» **Work instructions**
- 1) In the passage on network experiments with igraph, copy word for word the part that begins at the words "I’ve not had" and stops after "to one another?".
- 2) In the passage on network experiments with igraph, which FriendFeed group does the writer set out to ask questions about?

I’ve not had occasion to explore networks “professionally”, but have always been fascinated by both networks and the tools used to analyse them. My grasp of graph theory, the mathematics behind networks, is more or less summarised by this Wikipedia page. I’ve also been exploring the igraph library and thought I’d share a few of my “experiments with igraph”. As I say, I’m learning myself as I go along, so none of this should be taken as professional advice.
Let’s start with my favourite network – FriendFeed of course – and ask a few questions about everyone’s favourite group, The Life Scientists (TLS).
My initial thought was: to what extent is TLS a community? In other words, do people who subscribe to TLS also tend to subscribe to one another?

» **Information provided**

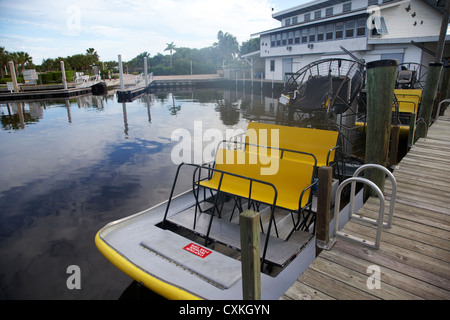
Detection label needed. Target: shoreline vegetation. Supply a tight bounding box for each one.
[0,31,259,85]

» **Per-task answers**
- 1)
I’ve not had occasion to explore networks “professionally”, but have always been fascinated by both networks and the tools used to analyse them. My grasp of graph theory, the mathematics behind networks, is more or less summarised by this Wikipedia page. I’ve also been exploring the igraph library and thought I’d share a few of my “experiments with igraph”. As I say, I’m learning myself as I go along, so none of this should be taken as professional advice.
Let’s start with my favourite network – FriendFeed of course – and ask a few questions about everyone’s favourite group, The Life Scientists (TLS).
My initial thought was: to what extent is TLS a community? In other words, do people who subscribe to TLS also tend to subscribe to one another?

- 2) The Life Scientists (TLS).